» **Reading text**
In 1995, Lloyd Brubacher was just five years old, travelling on the back of his Mennonite family’s horse-drawn wagon when he slipped and changed his life forever.
He fell off the back of the wagon, his feet stuck inside while his head dragged along a gravel road.
By the time the buggy was stopped, Lloyd had been dragged a few hundred metres. His family — without phones and with neighbours spread over miles — scrambled to find help.
A passerby called 911 and an ambulance took Lloyd to a local hospital before he was transferred by helicopter to Sick Kids in Toronto.
“The team there pulled out so much gravel from my head,” Lloyd recounts, though he doesn’t remember the incident or his stay at the hospital afterwards.
After removing the gravel, the doctors performed surgery to close a tear in his brain membrane, repair his skull and graft skin over his skull.
Lloyd’s left ear could not be saved.
Over the following decade, Lloyd underwent countless surgeries. He says one of those surgeries was particularly life-changing.
“I had some hardware put in so that I can snap-on a prosthetic ear,” he explained. “Now every few years, I come to Sunnybrook where the team makes me a new ear.”

Source data
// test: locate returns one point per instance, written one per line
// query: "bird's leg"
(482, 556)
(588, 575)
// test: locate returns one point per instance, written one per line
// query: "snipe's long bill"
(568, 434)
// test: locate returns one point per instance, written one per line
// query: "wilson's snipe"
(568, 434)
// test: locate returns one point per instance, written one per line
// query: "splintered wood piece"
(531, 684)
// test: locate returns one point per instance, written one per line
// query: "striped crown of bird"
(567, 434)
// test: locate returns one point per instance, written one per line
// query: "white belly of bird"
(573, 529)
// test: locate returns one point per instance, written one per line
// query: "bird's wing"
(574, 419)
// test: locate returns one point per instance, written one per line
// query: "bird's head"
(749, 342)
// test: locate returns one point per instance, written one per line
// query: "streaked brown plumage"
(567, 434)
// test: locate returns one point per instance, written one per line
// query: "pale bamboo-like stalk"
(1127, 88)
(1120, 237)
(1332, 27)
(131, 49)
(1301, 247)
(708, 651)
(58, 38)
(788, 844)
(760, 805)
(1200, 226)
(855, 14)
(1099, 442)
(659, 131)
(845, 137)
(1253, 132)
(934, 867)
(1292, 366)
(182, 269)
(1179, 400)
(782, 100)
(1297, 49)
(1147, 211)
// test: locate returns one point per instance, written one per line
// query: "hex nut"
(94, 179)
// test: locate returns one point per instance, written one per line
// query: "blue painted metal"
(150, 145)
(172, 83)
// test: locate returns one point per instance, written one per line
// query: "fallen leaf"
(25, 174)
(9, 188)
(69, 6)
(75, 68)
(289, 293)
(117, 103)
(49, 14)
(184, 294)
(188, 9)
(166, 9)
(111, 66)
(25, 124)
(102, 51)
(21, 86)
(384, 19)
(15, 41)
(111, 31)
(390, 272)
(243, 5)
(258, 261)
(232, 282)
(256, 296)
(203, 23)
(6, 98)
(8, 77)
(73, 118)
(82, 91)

» **Exercise set**
(a) In the account of Lloyd Brubacher's accident, which hospital was he flown to by helicopter?
(b) Write the next part of the account of Lloyd Brubacher's accident, picking up after its final sentence.

» **Outputs for the tasks**
(a) Sick Kids in Toronto.

(b)
Sunnybrook’s craniofacial prosthetics team created Lloyd’s most recent ear using 3D technology, followed by careful painting and artistry so that the prosthetic ear blends naturally into his face.
“If you didn’t know it was fake, you might not even notice,” Lloyd said.
Lloyd, now in his twenties, has left the Mennonite community. He works as a tractor and tanker driver at Highland Custom Farming, and while he didn’t used to talk about the incident that changed his life or his scars or missing ear, he’s recently become more open to sharing. He posts photos of his new ear — as well as farm life, inspirations and family — on his Twitter account @thefalse_earguy.
“For years I didn’t want to talk about it because growing up I was made fun of because I wasn’t ‘normal’ like the rest of them,” Lloyd said. “It seems now my life is an inspiration to many people, so I’m happy to tell my story and now I say ‘ask away’.”